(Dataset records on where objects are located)

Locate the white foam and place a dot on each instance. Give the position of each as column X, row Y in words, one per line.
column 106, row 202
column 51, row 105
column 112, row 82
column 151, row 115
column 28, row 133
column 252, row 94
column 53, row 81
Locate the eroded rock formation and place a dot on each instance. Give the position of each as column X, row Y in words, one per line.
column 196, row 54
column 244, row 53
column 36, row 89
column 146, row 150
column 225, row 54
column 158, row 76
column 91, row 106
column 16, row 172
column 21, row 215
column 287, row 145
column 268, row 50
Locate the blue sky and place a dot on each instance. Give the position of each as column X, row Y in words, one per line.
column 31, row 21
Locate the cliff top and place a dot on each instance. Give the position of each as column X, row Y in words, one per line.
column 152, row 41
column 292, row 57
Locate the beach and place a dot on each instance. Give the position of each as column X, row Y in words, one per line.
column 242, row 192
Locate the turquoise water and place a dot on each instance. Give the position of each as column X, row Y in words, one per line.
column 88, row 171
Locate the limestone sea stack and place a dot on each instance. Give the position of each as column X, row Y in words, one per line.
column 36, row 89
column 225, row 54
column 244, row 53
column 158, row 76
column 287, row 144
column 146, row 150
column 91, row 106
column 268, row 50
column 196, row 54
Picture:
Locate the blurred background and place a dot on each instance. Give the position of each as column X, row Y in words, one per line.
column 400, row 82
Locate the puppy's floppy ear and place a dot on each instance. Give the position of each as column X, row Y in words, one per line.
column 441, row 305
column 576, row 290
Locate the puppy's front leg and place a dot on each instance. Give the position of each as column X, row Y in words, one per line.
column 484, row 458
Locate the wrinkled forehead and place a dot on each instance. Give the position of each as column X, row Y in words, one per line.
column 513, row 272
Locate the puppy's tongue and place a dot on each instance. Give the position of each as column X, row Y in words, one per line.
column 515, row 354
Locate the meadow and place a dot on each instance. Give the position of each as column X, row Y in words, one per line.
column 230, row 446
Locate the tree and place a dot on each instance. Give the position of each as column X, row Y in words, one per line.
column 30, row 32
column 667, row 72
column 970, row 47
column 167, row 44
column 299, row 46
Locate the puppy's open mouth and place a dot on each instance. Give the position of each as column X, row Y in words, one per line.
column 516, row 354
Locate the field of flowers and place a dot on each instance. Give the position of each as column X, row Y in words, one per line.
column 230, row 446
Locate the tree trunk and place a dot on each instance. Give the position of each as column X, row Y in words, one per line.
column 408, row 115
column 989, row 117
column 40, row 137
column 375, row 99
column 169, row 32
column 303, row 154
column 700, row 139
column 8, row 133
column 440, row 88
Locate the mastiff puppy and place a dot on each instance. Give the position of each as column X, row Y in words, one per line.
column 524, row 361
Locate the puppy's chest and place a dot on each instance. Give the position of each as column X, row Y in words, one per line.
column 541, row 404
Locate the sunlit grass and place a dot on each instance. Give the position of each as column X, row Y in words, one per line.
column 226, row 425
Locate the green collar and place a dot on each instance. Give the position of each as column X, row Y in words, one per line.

# WHAT YOU SHOULD DO
Reproduce the material above line for line, without changing anything.

# CORRECT ANSWER
Locate the white foam and place a dot on each instance. Give the position of each as column X, row Y in words, one per line.
column 106, row 202
column 51, row 105
column 112, row 82
column 151, row 115
column 28, row 133
column 252, row 94
column 53, row 81
Locate the eroded rock formation and place a dot on each instance. Give the position of each as column X, row Y in words, one per line.
column 196, row 54
column 244, row 53
column 36, row 89
column 146, row 150
column 225, row 54
column 158, row 76
column 91, row 106
column 16, row 172
column 21, row 215
column 287, row 145
column 268, row 50
Locate the blue sky and place a dot on each instance. Give the position of each as column X, row Y in words, one per line.
column 31, row 21
Locate the cliff top and place a dot on each instance. Give the position of each as column X, row Y in words, one per line.
column 152, row 41
column 292, row 57
Locate the beach and place a dot on each instance. Give the position of each as column X, row Y in words, one per line.
column 242, row 192
Locate the turquoise water and place a dot on each instance. Give the position of each as column X, row Y in words, one per line.
column 88, row 171
Locate the limestone sea stack and place a dot on each instance. Give the position of each as column X, row Y in words, one per line.
column 36, row 89
column 225, row 54
column 244, row 53
column 158, row 76
column 287, row 144
column 146, row 150
column 91, row 106
column 268, row 50
column 196, row 54
Picture:
Locate the blurred background and place a dot on each instance. Give the position of each as column X, row Y in words, one per line.
column 400, row 82
Locate the puppy's floppy ear and place a dot on each instance. Give the position of each as column X, row Y in words, one per line.
column 441, row 305
column 576, row 290
Locate the puppy's front leg and place a dot on each instance. Give the position of each as column X, row Y in words, one per line.
column 484, row 458
Locate the wrinkled forehead and place a dot on each instance. Give the position of each as column X, row Y in words, one per line.
column 513, row 272
Locate the puppy's tongue and place a dot on each instance. Give the position of each as column X, row Y in words, one per line.
column 515, row 354
Locate the meadow and place a dot on each instance. Give the position of each as column X, row Y in words, one per line.
column 230, row 446
Locate the tree and place a dot on each instance. Give the position of each as column X, row Y in words, one per line.
column 30, row 32
column 667, row 72
column 970, row 47
column 167, row 44
column 299, row 46
Locate the puppy's open mouth and place a dot on each instance. Give the position of each as column X, row Y in words, one per line.
column 516, row 354
Locate the field of flowers and place a dot on each instance. Give the position of each as column X, row Y in words, one per line.
column 230, row 446
Locate the tree trunk and place a dot on each instance. Give the position of each as column X, row Y in words, one per line.
column 408, row 115
column 989, row 117
column 40, row 137
column 375, row 99
column 169, row 32
column 303, row 154
column 700, row 139
column 8, row 133
column 440, row 88
Locate the mastiff puppy and place a dot on each instance. Give the position of each as column X, row Y in words, one per line.
column 524, row 361
Locate the puppy's chest and place a dot on each instance. Give the position of each as column X, row Y in words, one per line.
column 541, row 404
Locate the sunlit grass and place a dot on each instance. Give the position of each as column X, row Y in words, one per line.
column 226, row 425
Locate the green collar and place a dot on each instance. Give the position of each as column X, row Y in words, one per line.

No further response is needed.